INFORMATION SUPPLIED:
***

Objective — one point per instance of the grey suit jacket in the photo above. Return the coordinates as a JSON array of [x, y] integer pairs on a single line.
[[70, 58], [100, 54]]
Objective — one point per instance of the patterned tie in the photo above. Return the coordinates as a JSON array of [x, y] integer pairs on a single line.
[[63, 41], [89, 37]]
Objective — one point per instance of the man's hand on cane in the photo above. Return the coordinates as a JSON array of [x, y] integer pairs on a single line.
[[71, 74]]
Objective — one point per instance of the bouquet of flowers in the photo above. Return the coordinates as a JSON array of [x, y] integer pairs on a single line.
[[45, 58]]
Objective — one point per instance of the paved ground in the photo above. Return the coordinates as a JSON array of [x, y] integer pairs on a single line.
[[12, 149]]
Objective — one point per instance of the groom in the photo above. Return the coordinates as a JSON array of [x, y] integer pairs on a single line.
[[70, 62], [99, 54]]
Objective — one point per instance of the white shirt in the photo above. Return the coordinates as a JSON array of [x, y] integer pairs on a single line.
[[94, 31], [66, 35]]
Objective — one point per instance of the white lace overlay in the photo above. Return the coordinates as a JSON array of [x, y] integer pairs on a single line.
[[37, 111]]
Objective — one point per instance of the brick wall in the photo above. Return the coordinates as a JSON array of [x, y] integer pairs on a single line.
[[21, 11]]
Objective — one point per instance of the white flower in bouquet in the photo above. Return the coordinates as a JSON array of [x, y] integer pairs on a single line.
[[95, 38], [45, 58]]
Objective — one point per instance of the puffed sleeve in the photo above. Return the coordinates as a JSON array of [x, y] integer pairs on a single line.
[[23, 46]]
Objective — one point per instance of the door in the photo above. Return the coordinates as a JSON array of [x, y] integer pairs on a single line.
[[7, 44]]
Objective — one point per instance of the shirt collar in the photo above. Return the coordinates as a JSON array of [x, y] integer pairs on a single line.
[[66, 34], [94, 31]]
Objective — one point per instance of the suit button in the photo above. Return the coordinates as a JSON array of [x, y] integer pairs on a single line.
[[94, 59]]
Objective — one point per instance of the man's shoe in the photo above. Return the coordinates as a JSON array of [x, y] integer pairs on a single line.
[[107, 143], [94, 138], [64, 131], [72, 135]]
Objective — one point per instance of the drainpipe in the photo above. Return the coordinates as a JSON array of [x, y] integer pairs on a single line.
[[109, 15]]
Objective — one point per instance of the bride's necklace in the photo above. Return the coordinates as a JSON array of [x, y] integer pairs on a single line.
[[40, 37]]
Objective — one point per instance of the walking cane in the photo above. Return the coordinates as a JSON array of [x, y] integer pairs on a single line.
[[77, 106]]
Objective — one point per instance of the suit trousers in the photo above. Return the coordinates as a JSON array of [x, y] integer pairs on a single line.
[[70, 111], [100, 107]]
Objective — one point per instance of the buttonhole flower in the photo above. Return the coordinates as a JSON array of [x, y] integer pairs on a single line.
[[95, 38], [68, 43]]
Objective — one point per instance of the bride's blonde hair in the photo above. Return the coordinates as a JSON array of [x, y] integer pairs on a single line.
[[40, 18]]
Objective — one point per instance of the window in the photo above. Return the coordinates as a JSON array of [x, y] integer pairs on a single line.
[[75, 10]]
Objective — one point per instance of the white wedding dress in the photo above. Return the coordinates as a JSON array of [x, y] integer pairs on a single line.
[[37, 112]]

***

WORK INSTRUCTION: Restate word for word the lines from the one holding "Objective — one point per instance of the walking" to the end of the listing, both ends included, and nothing more.

RESPONSE TO THE EXERCISE:
Objective — one point per instance of the walking cane in the photo above. Return the coordinates as a JSON array of [x, y] integer pairs on a single line.
[[77, 106]]
Objective — one point per instance of the suit trousers in the photo above. Return the coordinates as a JSON array of [x, y] integer pairs on a single line.
[[70, 111], [100, 107]]
Objective — one point per instance of the buttonhole flower in the photo above. Return the coordinates as a JSON array of [x, y] integer pairs on a single line.
[[95, 38], [68, 43]]
Objective — one point per instance of the bride's blonde hair in the photo above. Return the coordinates as a JSON array of [x, y] integer pairs on a single line.
[[40, 18]]
Objective — one point per instance of the window in the photo above. Return the coordinates as a JSON array of [x, y] integer pairs on a single line.
[[75, 10]]
Objective — one point per instance of the white wedding dress in the photo above. Return the coordinates as a JSON array of [x, y] integer pairs on a single line.
[[37, 112]]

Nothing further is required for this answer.